Wednesday, June 13, 2012

Sarah Palin At Dairy-Deli-Bake Event Despite Role In Dairygate

As many of you may know, Kevin, who leaves many comments here at Politicalgates, has his own blog, The Midnight Review. On April 16th Kevin wrote an interesting post regarding Sarah Palin's then forthcoming appearance at the International Dairy-Deli Bakery Association's convention. In his post Kevin cleverly connects Palin's appearance at the convention with a little discussed Alaskan scandal known as "Dairygate" which involved Palin, members of her administration, several Palin family friends and at least one member of Palin's direct family. My information from people close to the situation is that the reverberations of this scandal continue to this day and that the full story of "Dairygate" is still yet to be told. 

Kevin has kindly given me permission to cross-post his post here at Politicalgates. Thank you Kevin. Be sure to visit Kevin's blog as his posts are both thoughtful and lively. 

Here is some interesting Sarah Palin-related news that doesn't involve her opening her mouth and complaining about what someone said about her or her latest analytical gem she would deliver on Fox News. Sarah Palin will be speaking on June 11, 2012 at the International Dairy-Deli-Bakery Association's (IDDBA) Dairy-Deli-Bake convention at an event titled "The Heart of a Rogue Trailblazer."

* **COMPLETE THE FOLLOWING**
(1) For the post about Sarah Palin and Dairygate, state whether each statement agrees with it, answering yes or no and quoting the words that decide it. (a) Kevin's post about Palin's appearance was written on April 16th. (b) Palin was set to speak at the convention on June 11, 2012. (c) Palin's event at the convention was titled "The Heart of a Rogue Politician."
(2) Write the next part of the post about Sarah Palin and Dairygate, picking up after its final sentence.

* **MATERIAL**
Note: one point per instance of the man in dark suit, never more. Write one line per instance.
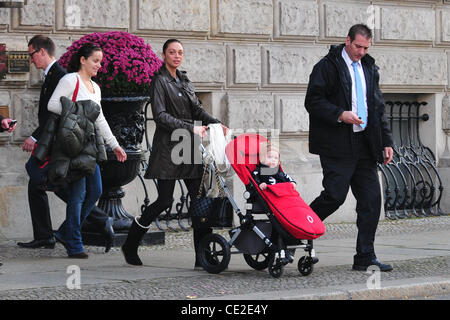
(41, 50)
(349, 131)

* **RESULTS FOR THE EXERCISE**
(1)
(a) Yes: "On April 16th Kevin wrote an interesting post regarding Sarah Palin's then forthcoming appearance"
(b) Yes: "Sarah Palin will be speaking on June 11, 2012"
(c) No: "at an event titled "The Heart of a Rogue Trailblazer.""

(2)
Here is the bio of Palin from the IDDBA's brochure:
In 2006, Sarah Palin became the youngest person and the first female to be elected as governor of Alaska. A short two years later, she was tapped to be the vice-presidential running mate for Senator John McCain. She was the first Alaskan on the national ticket and the first Republican woman nominated for the vice-presidency. She has since endorsed and campaigned for the Tea Party movement. She is a contributor to FOX news where she offers political commentary and analysis and participates in special event political programming. She’s the author of Going Rogue: An American Life and America by Heart. She was named to Time magazine’s 2010 “100 Most Influential People” list. Known for the meteoric rise that captured the hearts and minds of a global audience, Palin is a groundbreaker who speaks on her vision for energy independence, national security, fiscal responsibility, health care, and small government.
Why is this interesting? Because the event billed as a "must-attend" event for retailers, manufactures, and industry professionals is inviting a woman who failed to listen to industry professionals and used her political position to fire them and appoint a bunch of cronies to a government oversight board helping funnel money from Alaskan taxpayers and the U.S. Treasury to her friends and their businesses.

It was called "Dairygate."

That's right.  If you haven't heard of it before it is because the events occurred before she became John McCain's titanic pick to be the vice-presidential nominee and as we had seen with that, there was very little research done by the media (or anyone apart from a few dedicated journalists and bloggers) that highlighted Palin's not-so-lustrous career as an Alaskan politician.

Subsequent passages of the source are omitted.